_What this exercise asks:_
1. Reproduce the passage on the Self-Sacrifice Schema starting at "It wasn’t that" and ending at "injustice being perpetrated.", substituting "vocal" for "outspoken".
2. Pick up the passage on people pleasing and the Self-Sacrifice Schema after its final sentence, and carry it forward.

══ Selected extract ══

The Self-Sacrifice Schema
For years I was a people pleaser – not wanting to hurt other people’s feelings, not wanting to appear selfish or mean.
It wasn’t that I was submissive in any way. In fact, I was quite outspoken and would voraciously stand up for the rights of others and myself, especially if I thought there was some kind of injustice being perpetrated.
I’m not sure I was even seen as a people pleaser – I certainly didn’t really consider myself to be one. I just ‘liked’ doing things for other people. I liked listening to people’s problems. I liked being the person people could turn to for help. I liked ‘fixing’ people and helping them to solve their problems.
I think I was always on some kind of mission to ‘save’ someone.
What I didn’t realise back then was the person that needed saving was actually me
Often, when we spend our time overly focused on other people, it's not necessarily out of altruism it’s more likely because of a deeply wired pattern in our brain called the Self-Sacrifice Schema.

═══
══ Data listing ══

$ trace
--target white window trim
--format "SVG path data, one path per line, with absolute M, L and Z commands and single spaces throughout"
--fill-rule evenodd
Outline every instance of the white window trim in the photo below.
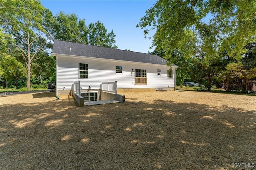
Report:
M 88 70 L 86 71 L 86 70 L 80 70 L 80 64 L 87 64 L 87 68 L 88 69 Z M 80 77 L 80 71 L 85 71 L 85 72 L 87 72 L 87 77 Z M 89 78 L 89 64 L 88 64 L 88 63 L 78 63 L 78 78 L 80 78 L 80 79 L 88 79 Z
M 122 67 L 122 70 L 120 70 L 120 69 L 116 69 L 116 67 Z M 117 73 L 116 72 L 116 70 L 122 70 L 122 73 Z M 116 66 L 116 70 L 115 71 L 116 74 L 123 74 L 123 66 Z
M 158 72 L 158 70 L 160 70 L 160 72 Z M 158 73 L 160 73 L 160 74 L 158 74 Z M 157 73 L 156 73 L 156 75 L 157 76 L 161 76 L 161 69 L 157 69 Z

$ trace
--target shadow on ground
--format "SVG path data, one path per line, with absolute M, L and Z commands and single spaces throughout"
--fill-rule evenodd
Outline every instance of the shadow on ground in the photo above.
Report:
M 82 107 L 70 99 L 2 106 L 2 168 L 237 169 L 231 164 L 256 163 L 255 111 L 135 99 Z

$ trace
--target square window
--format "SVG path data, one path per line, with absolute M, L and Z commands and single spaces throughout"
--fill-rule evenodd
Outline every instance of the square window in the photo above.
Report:
M 116 74 L 122 74 L 123 73 L 122 66 L 116 66 Z

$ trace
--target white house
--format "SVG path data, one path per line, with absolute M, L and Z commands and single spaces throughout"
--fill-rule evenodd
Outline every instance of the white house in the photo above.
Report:
M 56 58 L 57 92 L 70 90 L 78 80 L 82 90 L 112 81 L 117 81 L 118 89 L 175 88 L 178 67 L 167 66 L 157 55 L 57 40 L 52 54 Z

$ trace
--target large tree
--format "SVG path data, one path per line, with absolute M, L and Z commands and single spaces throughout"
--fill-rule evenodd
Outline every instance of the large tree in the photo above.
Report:
M 54 39 L 108 48 L 117 48 L 114 44 L 116 35 L 113 30 L 108 33 L 103 23 L 98 21 L 87 26 L 85 20 L 78 19 L 74 13 L 60 12 L 54 16 L 52 34 Z
M 79 19 L 75 14 L 61 11 L 54 16 L 53 34 L 54 39 L 75 43 L 88 43 L 88 29 L 85 20 Z
M 116 35 L 113 30 L 108 33 L 103 23 L 98 21 L 89 25 L 89 39 L 90 44 L 92 45 L 108 48 L 117 49 L 117 46 L 114 45 L 116 42 L 114 37 Z
M 136 26 L 152 37 L 166 59 L 179 51 L 184 57 L 203 53 L 206 58 L 223 53 L 240 59 L 246 45 L 256 41 L 256 1 L 158 1 Z
M 1 1 L 1 23 L 4 31 L 15 39 L 16 49 L 26 63 L 27 88 L 30 88 L 32 63 L 40 58 L 38 53 L 49 43 L 51 12 L 38 0 Z

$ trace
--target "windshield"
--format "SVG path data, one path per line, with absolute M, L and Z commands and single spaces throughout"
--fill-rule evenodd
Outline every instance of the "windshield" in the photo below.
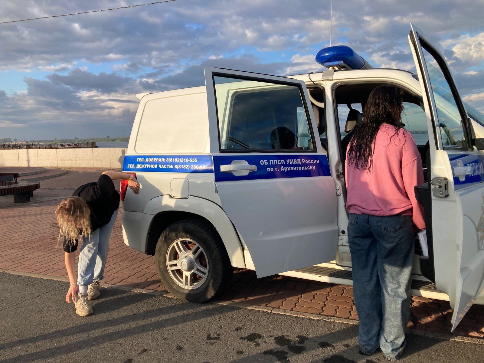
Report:
M 427 66 L 428 66 L 428 64 L 427 64 Z M 432 66 L 432 67 L 435 68 L 433 66 Z M 419 80 L 419 77 L 417 75 L 412 75 L 412 76 L 417 80 Z M 443 87 L 438 87 L 436 89 L 433 89 L 432 90 L 434 93 L 437 93 L 440 96 L 440 100 L 448 99 L 449 97 L 452 96 L 450 91 L 446 90 L 445 88 Z M 436 100 L 436 102 L 438 103 L 438 101 L 437 100 Z M 463 103 L 464 104 L 464 107 L 466 107 L 466 110 L 467 111 L 467 114 L 469 116 L 469 117 L 481 126 L 484 126 L 484 115 L 469 104 L 463 101 Z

═══

_Numbered answers:_
1.
It wasn’t that I was submissive in any way. In fact, I was quite vocal and would voraciously stand up for the rights of others and myself, especially if I thought there was some kind of injustice being perpetrated.

2.
This schema develops when we grow up in a home where the primary care-givers are unable to take care of us or themselves very well. They might have been physically or mentally unwell, struggling with addictions or overworked and stressed.
As a result, we end up taking on adult responsibilities at an early age – perhaps looking after younger siblings, cooking and cleaning because no one else is going to do it, or emotionally supporting the adults in the family – propping them up – sometimes literally - and listening to their problems, trying to make them feel better and their lives easier.
When we grow up in an environment like this, there is no space for our own feelings and needs, so without even realizing it, we start to ignore them or suppress them. We never really explore what we want out of life, what interests us or what we feel and need.
Our brain starts to wire around focusing on others. Our sense of purpose and meaning is tied up with our role as care-taker; our self-worth attached to how much we are needed. We develop a heightened sensitivity to other people's feelings and needs and our identity is built around being 'good', 'kind' 'selfless', 'a rock' or 'a trouper'.
Over time, the way we think and act becomes so deeply wired into the automatic subconscious part of the brain that it feels like this is who we are.
Our ‘personality’ traits include:
- Feeling responsible for other people.
- Never saying ‘no’ to people in need.
- Going above and beyond the call of duty.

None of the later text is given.